Collected data:
-- Opening Marker --
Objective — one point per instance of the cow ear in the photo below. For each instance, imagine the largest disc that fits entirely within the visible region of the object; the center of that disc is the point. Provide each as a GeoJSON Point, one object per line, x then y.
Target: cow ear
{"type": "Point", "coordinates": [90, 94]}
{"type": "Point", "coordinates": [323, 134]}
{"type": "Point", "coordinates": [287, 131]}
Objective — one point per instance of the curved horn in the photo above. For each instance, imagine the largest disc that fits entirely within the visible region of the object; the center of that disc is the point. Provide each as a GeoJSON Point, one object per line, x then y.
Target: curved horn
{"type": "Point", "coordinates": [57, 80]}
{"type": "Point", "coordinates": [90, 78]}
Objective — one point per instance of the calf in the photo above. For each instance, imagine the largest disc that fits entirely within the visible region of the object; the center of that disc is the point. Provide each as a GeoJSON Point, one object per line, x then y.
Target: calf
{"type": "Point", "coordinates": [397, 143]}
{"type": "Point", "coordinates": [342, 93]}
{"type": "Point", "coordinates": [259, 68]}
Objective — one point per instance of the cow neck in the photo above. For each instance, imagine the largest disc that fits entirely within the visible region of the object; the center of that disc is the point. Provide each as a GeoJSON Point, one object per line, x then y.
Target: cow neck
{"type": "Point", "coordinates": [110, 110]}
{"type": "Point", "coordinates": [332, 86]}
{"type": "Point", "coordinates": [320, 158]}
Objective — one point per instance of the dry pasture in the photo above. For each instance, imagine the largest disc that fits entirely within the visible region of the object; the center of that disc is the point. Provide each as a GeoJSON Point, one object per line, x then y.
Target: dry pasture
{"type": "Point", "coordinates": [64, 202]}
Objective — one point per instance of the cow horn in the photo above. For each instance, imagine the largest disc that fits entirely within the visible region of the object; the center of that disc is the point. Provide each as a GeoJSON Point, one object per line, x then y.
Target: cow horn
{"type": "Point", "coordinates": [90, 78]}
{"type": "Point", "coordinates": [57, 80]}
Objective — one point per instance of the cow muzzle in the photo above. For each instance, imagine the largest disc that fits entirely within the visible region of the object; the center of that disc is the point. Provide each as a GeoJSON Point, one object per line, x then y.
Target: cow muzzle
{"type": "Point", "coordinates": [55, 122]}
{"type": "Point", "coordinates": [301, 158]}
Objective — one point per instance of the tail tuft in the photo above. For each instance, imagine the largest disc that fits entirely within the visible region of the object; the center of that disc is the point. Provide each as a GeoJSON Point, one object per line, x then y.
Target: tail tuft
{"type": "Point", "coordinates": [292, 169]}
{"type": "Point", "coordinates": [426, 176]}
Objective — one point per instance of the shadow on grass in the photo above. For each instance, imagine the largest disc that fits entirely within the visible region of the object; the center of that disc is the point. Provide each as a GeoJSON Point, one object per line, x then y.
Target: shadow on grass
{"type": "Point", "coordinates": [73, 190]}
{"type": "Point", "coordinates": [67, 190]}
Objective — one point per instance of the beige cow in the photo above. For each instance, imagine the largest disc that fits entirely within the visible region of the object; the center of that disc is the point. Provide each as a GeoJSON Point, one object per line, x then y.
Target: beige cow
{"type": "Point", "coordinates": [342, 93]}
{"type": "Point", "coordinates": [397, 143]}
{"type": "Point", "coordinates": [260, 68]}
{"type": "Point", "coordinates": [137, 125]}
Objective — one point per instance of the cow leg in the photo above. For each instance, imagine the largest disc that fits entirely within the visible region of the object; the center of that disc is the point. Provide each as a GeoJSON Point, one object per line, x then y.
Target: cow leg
-- Closing Marker --
_WORK ORDER_
Write down every line of the data exactly as it appears above.

_EXERCISE ANSWER_
Objective — one point per instance of the cow ear in the photo below. For each instance, imagine the largest disc that fits entirely within the visible region of the object; the center of that disc is the point. Provide each as a GeoJSON Point, one object per line, x then y.
Target: cow ear
{"type": "Point", "coordinates": [90, 94]}
{"type": "Point", "coordinates": [323, 134]}
{"type": "Point", "coordinates": [287, 131]}
Objective — one point per instance of the curved horn in the photo above. For each instance, imagine the largest disc that fits entirely within the visible region of the object; the center of that disc is the point. Provide each as a GeoJSON Point, one object per line, x then y.
Target: curved horn
{"type": "Point", "coordinates": [57, 80]}
{"type": "Point", "coordinates": [90, 78]}
Objective — one point per instance of the calf in the photo above. For each instance, imagine the largest disc that fits entirely within the visible region of the object; the center of that disc is the point. Provide each as a GeoJSON Point, one object per line, x then y.
Target: calf
{"type": "Point", "coordinates": [397, 143]}
{"type": "Point", "coordinates": [342, 93]}
{"type": "Point", "coordinates": [259, 68]}
Objective — one point per instance of the cow neck in the photo above. For each instance, imagine the largest disc that fits entirely within the visible region of the object; the center of that disc is the point. Provide each as a GeoJSON Point, one object per line, x then y.
Target: cow neck
{"type": "Point", "coordinates": [110, 110]}
{"type": "Point", "coordinates": [332, 86]}
{"type": "Point", "coordinates": [320, 158]}
Objective — one point per instance of the dry pasture in the photo above. For each instance, imagine the largest disc that fits entirely within the visible region of the object; the center of that disc is the point. Provide each as a GeoJSON Point, one object per line, x then y.
Target: dry pasture
{"type": "Point", "coordinates": [64, 202]}
Objective — one point per instance of the cow horn in the photo above. For each instance, imagine the largest disc that fits entirely within the visible region of the object; the center of that disc is the point. Provide each as a GeoJSON Point, one object per line, x then y.
Target: cow horn
{"type": "Point", "coordinates": [90, 78]}
{"type": "Point", "coordinates": [57, 80]}
Objective — one point per instance of the cow muzzle in the photo above. For each instance, imagine the largest disc that fits entirely within the visible region of the object; the center of that disc is the point. Provide each as a GeoJSON Point, one object per line, x then y.
Target: cow muzzle
{"type": "Point", "coordinates": [55, 122]}
{"type": "Point", "coordinates": [301, 158]}
Objective — one point per instance of the tail tuft in the photo above. For each instance, imagine the largest disc that fits entirely within the visible region of the object; the center of that disc is the point. Provide each as a GeoJSON Point, one object per line, x then y.
Target: tail tuft
{"type": "Point", "coordinates": [292, 169]}
{"type": "Point", "coordinates": [426, 176]}
Objective — one point per instance of the shadow on grass in the photo above. For each instance, imagine the largest disc that fits entirely within the visible region of the object; the center of that disc is the point. Provide each as a GeoJSON Point, one object per line, x then y.
Target: shadow on grass
{"type": "Point", "coordinates": [73, 190]}
{"type": "Point", "coordinates": [67, 190]}
Objective — one point per instance of the beige cow in the photo above. For each instance, imagine the largest disc that fits entirely within the visible region of the object; the center of that disc is the point. Provide each as a GeoJSON Point, one object per line, x then y.
Target: beige cow
{"type": "Point", "coordinates": [342, 93]}
{"type": "Point", "coordinates": [397, 143]}
{"type": "Point", "coordinates": [260, 68]}
{"type": "Point", "coordinates": [137, 125]}
Objective — one point per instance of the cow leg in the photo above. For each instance, imagine the largest disc that fits entirely within the visible region of the object; the center of that disc is the point. Provide each as a GeoJSON Point, one object per line, x then y.
Target: cow leg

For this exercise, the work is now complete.